▶ [Records provided]:
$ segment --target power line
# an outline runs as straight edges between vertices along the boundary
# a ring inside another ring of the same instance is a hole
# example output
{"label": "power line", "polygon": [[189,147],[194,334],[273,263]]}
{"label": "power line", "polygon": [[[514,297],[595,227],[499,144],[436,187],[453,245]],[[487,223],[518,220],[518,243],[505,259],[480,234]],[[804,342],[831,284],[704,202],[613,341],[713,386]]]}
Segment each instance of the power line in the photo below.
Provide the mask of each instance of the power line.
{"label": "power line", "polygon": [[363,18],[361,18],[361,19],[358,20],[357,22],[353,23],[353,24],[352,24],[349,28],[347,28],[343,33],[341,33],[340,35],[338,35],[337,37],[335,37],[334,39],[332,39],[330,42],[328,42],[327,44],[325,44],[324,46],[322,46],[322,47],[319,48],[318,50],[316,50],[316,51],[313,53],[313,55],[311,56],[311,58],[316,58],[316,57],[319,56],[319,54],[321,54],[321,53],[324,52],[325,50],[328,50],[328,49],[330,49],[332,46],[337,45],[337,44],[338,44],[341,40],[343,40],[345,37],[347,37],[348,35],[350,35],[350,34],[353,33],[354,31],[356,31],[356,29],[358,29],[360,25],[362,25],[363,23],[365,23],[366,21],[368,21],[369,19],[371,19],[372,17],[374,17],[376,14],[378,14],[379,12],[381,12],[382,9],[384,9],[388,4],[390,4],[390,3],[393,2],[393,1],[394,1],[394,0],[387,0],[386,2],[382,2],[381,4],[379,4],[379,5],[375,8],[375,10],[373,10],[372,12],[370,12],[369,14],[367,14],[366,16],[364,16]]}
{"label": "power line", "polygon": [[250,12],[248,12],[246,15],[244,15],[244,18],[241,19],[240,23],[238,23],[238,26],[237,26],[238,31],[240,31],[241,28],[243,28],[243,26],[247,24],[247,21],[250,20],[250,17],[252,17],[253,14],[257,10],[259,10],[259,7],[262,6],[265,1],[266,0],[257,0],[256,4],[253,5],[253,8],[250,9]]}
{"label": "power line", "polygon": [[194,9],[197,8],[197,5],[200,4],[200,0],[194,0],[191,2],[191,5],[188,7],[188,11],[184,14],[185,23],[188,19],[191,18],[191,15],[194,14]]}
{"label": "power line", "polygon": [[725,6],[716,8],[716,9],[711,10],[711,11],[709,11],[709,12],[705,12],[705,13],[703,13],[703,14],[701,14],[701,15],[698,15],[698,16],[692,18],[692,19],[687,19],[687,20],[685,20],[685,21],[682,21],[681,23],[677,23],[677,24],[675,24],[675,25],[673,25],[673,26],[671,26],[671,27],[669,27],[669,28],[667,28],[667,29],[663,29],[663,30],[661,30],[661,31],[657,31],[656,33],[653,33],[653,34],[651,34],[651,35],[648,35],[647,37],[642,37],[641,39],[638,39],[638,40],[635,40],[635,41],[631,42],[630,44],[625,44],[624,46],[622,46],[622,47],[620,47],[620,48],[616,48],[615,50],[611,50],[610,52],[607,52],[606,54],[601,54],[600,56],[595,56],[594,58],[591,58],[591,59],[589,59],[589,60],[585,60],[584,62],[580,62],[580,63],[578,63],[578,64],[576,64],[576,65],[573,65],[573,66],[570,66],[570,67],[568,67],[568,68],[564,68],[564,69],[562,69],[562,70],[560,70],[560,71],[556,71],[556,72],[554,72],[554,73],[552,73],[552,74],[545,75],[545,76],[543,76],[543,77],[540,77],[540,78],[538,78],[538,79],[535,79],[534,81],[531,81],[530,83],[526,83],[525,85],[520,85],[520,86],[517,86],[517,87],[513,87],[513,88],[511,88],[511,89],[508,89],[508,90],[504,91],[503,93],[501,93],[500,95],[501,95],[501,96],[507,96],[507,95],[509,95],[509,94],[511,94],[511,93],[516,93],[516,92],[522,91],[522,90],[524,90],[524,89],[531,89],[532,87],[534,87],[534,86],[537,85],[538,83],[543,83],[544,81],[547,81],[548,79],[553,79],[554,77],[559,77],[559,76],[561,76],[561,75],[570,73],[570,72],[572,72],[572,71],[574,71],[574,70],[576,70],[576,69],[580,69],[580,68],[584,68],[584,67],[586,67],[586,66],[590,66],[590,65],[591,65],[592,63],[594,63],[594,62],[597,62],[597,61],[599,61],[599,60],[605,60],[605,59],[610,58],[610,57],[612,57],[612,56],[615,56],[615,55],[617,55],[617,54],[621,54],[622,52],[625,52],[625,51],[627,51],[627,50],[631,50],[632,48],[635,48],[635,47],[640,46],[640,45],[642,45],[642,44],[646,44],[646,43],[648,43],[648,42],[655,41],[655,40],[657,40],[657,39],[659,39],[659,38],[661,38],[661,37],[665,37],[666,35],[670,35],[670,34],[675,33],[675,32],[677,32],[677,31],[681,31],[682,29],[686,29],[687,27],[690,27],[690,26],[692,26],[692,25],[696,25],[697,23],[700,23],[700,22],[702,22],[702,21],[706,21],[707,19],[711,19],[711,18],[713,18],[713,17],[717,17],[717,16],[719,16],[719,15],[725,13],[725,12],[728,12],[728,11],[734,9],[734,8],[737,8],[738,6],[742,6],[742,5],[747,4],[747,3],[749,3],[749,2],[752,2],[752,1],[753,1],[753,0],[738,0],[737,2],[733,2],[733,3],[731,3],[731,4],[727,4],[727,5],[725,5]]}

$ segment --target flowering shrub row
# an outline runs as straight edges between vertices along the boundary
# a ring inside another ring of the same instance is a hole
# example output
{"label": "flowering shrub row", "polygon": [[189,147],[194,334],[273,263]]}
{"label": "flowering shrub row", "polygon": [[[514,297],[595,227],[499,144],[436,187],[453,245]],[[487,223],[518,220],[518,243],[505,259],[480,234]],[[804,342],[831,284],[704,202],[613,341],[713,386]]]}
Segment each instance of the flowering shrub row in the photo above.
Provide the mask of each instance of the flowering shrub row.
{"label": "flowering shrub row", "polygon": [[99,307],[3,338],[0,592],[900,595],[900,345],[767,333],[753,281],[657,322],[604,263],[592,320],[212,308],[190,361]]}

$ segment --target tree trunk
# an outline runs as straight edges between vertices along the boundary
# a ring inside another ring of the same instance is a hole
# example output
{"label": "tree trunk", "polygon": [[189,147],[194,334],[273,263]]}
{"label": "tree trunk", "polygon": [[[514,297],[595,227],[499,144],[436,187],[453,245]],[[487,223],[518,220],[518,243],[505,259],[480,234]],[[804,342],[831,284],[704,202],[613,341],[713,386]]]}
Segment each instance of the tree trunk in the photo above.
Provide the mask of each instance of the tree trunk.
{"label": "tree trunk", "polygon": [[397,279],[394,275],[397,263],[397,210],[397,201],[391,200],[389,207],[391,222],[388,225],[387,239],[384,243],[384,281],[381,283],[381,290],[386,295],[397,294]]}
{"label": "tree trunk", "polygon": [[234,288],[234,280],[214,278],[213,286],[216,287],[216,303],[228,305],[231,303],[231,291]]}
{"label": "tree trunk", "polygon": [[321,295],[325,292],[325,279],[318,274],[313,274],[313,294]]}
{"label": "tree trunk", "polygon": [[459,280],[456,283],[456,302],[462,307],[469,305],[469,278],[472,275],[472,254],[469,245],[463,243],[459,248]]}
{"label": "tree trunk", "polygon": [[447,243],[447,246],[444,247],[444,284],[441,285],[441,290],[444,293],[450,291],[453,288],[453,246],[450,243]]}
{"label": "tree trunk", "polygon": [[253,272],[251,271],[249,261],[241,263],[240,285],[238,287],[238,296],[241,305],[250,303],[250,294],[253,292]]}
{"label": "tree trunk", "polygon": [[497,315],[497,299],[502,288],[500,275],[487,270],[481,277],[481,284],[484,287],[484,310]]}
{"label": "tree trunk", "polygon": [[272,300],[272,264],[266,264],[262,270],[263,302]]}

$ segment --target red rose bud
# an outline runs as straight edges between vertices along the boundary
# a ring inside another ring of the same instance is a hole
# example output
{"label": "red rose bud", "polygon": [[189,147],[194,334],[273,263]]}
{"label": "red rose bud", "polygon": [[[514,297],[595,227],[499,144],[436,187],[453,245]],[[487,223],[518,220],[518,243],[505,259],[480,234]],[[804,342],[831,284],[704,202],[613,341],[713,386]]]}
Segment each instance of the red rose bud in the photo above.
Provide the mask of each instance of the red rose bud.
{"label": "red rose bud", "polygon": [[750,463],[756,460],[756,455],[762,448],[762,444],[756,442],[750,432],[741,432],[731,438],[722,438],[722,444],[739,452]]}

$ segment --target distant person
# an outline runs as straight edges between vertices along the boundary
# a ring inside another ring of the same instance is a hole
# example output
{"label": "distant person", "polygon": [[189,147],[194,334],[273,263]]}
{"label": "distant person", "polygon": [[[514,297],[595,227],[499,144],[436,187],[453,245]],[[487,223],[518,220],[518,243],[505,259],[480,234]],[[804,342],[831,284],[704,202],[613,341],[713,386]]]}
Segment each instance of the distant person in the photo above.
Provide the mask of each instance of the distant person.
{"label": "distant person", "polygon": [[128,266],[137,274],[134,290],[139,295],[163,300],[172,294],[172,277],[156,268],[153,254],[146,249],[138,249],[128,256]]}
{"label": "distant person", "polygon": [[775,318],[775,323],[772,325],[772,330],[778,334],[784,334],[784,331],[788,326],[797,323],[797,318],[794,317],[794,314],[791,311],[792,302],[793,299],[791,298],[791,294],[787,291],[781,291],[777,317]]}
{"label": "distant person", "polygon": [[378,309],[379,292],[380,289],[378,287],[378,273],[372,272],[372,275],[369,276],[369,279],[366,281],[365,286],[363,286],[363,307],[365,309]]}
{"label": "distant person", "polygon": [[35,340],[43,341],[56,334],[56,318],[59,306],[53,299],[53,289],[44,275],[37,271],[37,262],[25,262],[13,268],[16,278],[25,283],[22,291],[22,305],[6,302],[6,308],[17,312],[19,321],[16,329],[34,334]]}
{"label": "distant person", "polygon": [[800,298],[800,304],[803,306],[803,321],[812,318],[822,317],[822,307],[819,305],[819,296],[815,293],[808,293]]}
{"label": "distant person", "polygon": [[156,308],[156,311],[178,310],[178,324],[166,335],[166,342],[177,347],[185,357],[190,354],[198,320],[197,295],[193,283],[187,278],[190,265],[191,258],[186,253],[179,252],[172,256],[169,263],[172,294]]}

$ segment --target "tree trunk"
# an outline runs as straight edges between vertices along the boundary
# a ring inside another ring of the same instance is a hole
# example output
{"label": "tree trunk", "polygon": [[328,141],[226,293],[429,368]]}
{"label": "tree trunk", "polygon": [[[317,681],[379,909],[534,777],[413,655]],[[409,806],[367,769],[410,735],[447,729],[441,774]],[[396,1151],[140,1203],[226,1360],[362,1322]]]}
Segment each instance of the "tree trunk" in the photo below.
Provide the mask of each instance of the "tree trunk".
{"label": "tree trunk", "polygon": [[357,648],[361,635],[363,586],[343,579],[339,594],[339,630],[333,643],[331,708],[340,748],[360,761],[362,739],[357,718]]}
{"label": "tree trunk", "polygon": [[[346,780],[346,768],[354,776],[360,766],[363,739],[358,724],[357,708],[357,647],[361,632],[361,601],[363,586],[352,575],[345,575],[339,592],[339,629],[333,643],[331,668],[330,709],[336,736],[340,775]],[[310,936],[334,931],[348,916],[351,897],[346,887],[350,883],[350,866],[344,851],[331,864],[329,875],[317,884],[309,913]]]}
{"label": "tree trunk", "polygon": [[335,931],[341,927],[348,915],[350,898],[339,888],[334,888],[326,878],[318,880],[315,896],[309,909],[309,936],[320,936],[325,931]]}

▶ [Exercise goal]: Repeat only what lies between the first line of the data and the line containing "Segment each instance of the power", both of those lines included, exactly as it stands.

▶ [Answer to the problem]:
$ segment --target power line
# an outline runs as straight edges between vertices along the boundary
# a ring inside another ring of the same instance is a hole
# example output
{"label": "power line", "polygon": [[189,147],[194,334],[273,263]]}
{"label": "power line", "polygon": [[[514,297],[595,227],[499,144],[436,187],[453,245]],[[487,223],[518,220],[518,243],[505,259],[480,234]],[[804,342],[831,284],[704,202],[613,341],[713,386]]]}
Segment each instance of the power line in the photo below.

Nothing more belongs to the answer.